▶ **Description of the task**
Reproduce without changes the lines of the listing between the line holding "packet of dried" and the line holding "plastic bag of", inclusive, and nothing else.

▶ **Data for this exercise**

╭──

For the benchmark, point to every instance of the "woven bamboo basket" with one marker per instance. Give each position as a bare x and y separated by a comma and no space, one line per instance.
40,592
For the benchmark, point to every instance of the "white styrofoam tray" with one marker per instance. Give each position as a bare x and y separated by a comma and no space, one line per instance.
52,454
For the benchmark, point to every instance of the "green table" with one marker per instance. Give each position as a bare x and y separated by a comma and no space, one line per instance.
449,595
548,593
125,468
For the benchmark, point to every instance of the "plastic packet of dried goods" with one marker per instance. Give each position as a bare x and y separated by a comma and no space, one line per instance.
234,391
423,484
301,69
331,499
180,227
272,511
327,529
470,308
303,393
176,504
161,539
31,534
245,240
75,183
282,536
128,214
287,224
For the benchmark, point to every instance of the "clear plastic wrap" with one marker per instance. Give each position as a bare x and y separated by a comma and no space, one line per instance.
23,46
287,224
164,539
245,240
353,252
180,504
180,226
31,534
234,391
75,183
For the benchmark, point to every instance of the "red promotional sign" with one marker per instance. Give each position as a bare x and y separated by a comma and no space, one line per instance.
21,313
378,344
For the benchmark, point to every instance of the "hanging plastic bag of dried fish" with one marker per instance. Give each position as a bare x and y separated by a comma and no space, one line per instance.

╰──
╭──

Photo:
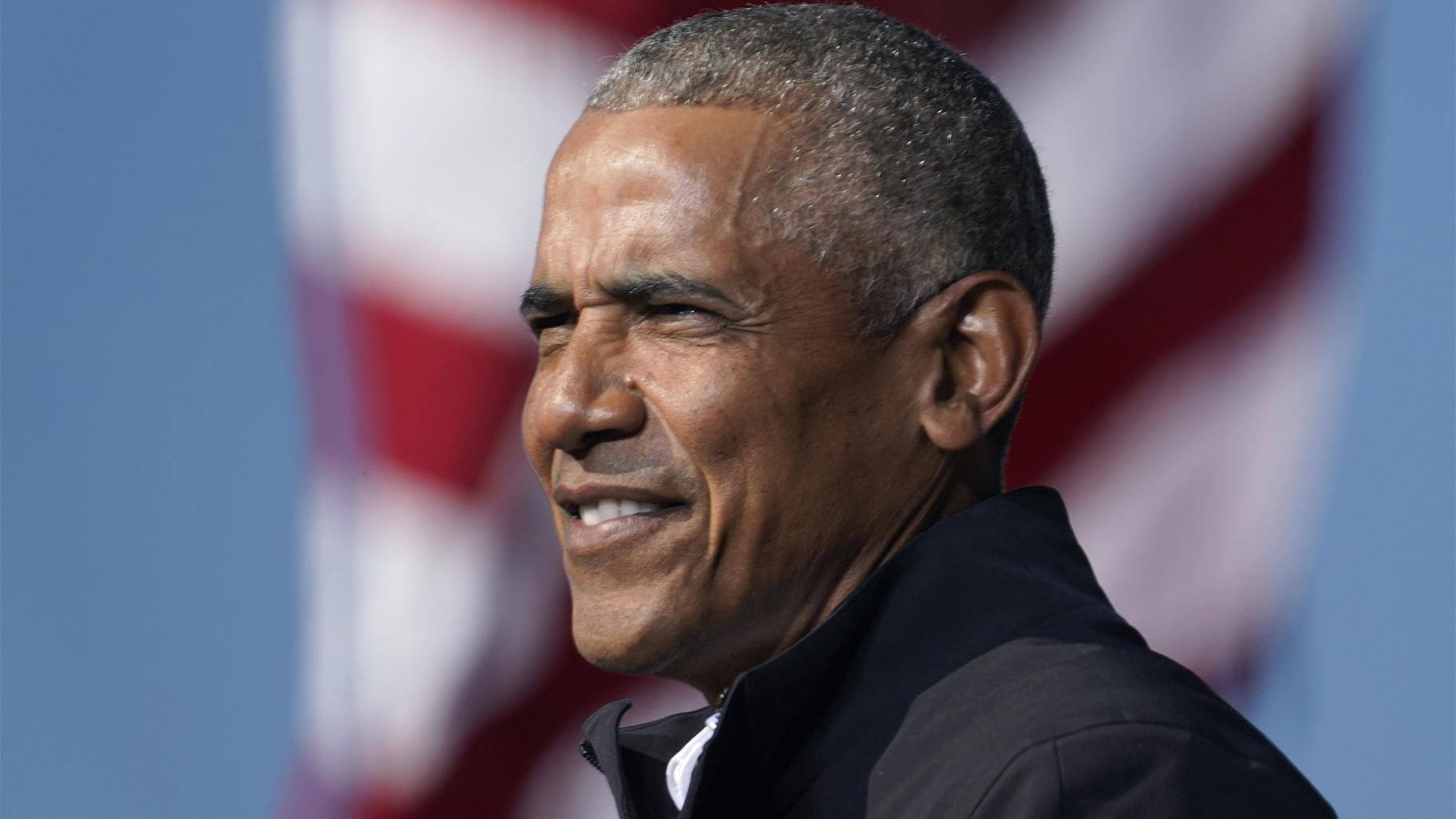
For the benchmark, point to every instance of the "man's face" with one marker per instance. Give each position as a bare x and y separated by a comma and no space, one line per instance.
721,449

╰──
╭──

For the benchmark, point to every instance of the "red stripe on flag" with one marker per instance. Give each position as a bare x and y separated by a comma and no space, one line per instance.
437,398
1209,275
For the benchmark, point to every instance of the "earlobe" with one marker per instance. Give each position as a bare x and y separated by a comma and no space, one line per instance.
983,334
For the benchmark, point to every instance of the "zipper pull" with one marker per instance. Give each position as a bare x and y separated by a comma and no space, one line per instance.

╰──

▶ **Answer in full**
For the benchmark, point to every instance of the "plastic packet of dried goods" with one marker per instance. Give each position as a bare x and y separated by a comma and no space, one line per instance.
234,391
423,484
301,69
331,499
180,227
272,511
327,529
470,308
303,393
176,504
161,539
31,534
245,240
75,183
282,536
128,214
287,224
For the benchmark, point to every instance of the "clear plastic wrap" with one marker per instance. Give each position as a bare x and y separated by a comma and no space, one line per instance.
23,46
287,224
164,539
245,240
353,252
180,504
180,226
31,534
234,391
75,183
For the benchmark, point to every instance of the "red promotional sign" with one marker per instance. Give each position as a bare x and y separated by a comma and no space, one line per instance.
21,313
378,344
For the benchmark, point to every instance of the "hanging plastic bag of dried fish" with one marker per instance. Give each position as a bare x and y separated by a comma and no space, one line per instance.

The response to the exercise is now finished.